In the records that follow, find each line with "tent" and pull it out.

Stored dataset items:
● ● ● ● ● ● ●
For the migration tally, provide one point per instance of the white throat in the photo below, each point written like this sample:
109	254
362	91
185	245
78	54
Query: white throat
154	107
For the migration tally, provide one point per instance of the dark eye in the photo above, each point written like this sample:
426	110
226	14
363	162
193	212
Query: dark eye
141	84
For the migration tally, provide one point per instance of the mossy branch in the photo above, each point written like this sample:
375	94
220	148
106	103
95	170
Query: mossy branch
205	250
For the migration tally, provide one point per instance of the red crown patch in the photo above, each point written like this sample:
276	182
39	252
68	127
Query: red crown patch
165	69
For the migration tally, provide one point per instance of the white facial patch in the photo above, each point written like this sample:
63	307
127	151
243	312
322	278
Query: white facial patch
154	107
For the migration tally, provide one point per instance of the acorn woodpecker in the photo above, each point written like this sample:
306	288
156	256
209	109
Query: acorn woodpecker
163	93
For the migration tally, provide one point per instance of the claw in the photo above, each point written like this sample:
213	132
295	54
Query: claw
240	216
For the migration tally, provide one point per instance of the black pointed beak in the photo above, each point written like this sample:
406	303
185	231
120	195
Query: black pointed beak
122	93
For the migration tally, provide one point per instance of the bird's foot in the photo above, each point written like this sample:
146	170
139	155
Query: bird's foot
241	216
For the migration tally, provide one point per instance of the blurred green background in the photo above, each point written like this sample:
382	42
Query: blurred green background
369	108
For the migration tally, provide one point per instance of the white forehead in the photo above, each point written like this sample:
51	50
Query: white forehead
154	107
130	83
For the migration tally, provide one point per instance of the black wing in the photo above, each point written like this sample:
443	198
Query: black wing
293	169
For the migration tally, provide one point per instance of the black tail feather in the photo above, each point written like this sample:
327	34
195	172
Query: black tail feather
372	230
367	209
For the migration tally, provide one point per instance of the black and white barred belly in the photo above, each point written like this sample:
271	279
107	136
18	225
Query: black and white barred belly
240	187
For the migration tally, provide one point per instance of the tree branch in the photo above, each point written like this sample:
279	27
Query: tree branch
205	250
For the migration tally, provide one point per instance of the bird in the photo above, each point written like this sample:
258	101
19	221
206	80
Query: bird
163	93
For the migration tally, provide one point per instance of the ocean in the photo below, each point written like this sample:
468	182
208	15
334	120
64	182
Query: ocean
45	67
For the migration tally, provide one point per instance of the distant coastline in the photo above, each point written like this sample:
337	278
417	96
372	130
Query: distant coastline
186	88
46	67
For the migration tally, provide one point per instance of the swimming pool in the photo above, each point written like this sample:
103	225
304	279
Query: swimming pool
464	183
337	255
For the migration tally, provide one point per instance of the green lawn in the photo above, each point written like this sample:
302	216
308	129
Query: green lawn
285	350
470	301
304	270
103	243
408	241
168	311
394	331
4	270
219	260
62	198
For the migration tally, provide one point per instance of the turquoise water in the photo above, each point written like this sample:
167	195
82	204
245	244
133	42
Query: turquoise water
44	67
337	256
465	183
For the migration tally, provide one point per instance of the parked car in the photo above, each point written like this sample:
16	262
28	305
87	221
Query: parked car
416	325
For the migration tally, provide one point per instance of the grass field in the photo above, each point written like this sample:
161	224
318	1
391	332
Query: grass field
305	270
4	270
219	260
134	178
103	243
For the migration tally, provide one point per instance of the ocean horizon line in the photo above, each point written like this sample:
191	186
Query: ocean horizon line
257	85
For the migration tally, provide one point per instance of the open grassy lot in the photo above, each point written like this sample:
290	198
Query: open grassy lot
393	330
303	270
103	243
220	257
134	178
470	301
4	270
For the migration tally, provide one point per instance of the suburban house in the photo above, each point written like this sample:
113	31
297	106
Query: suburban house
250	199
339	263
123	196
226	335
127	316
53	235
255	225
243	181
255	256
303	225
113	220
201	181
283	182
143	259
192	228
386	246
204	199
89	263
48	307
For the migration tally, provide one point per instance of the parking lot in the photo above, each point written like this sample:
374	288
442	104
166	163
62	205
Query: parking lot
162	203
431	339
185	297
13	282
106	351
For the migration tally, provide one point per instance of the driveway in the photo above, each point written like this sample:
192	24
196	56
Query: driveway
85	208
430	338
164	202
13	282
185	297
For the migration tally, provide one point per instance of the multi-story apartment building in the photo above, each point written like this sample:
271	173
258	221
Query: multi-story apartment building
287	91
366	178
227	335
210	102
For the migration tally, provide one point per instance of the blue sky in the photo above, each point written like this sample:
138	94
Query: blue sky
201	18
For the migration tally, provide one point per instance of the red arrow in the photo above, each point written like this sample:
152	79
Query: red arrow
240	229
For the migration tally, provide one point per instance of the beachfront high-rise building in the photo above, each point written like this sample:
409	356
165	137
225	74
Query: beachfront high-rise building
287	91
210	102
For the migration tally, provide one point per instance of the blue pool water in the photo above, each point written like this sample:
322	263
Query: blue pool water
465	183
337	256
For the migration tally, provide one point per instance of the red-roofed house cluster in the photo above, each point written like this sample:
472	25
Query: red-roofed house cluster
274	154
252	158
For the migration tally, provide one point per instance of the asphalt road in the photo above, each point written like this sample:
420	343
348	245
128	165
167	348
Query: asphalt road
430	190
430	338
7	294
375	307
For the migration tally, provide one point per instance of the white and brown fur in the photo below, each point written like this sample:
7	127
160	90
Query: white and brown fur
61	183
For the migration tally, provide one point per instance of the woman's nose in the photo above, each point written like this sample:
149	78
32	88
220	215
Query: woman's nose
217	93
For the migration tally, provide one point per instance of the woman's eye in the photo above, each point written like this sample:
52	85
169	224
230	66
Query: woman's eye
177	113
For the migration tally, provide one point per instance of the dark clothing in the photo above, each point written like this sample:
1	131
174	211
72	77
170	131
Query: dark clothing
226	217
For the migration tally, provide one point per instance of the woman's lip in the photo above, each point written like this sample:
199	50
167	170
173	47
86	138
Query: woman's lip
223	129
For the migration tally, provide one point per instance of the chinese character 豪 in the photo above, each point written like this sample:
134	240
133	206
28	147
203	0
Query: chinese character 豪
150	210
● ● ● ● ● ● ●
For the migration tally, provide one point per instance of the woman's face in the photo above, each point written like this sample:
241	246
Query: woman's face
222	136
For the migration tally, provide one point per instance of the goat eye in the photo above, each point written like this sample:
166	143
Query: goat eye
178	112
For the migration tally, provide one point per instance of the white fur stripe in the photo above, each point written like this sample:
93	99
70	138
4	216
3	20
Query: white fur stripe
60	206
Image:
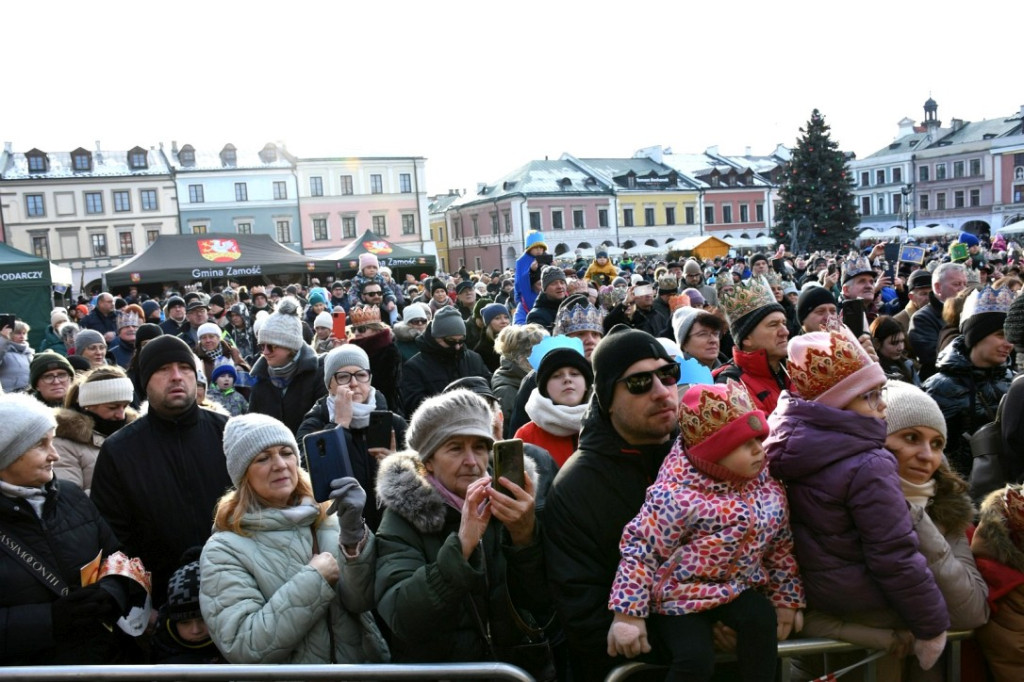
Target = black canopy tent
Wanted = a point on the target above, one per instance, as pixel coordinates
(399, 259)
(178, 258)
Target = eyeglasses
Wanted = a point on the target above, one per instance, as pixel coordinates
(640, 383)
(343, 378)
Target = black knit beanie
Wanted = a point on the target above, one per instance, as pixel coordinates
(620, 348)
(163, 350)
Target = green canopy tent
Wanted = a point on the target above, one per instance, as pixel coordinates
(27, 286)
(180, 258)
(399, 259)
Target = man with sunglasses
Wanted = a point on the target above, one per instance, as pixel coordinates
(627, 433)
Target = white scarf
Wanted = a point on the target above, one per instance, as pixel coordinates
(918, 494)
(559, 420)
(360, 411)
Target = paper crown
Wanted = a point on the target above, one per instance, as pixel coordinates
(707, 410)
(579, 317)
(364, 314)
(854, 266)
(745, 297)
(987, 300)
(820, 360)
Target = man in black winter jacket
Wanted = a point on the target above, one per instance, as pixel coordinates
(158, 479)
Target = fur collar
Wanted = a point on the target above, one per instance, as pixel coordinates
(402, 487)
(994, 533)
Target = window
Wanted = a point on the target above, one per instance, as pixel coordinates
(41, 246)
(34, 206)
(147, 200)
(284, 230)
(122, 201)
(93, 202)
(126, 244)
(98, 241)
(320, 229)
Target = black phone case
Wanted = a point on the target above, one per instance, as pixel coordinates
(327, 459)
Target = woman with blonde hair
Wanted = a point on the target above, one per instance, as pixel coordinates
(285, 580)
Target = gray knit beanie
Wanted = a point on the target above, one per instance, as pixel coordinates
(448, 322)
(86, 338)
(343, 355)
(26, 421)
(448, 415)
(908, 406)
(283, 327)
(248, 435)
● ● ● ● ● ● ●
*Reply*
Target = black canopy tent
Target = green canopy tent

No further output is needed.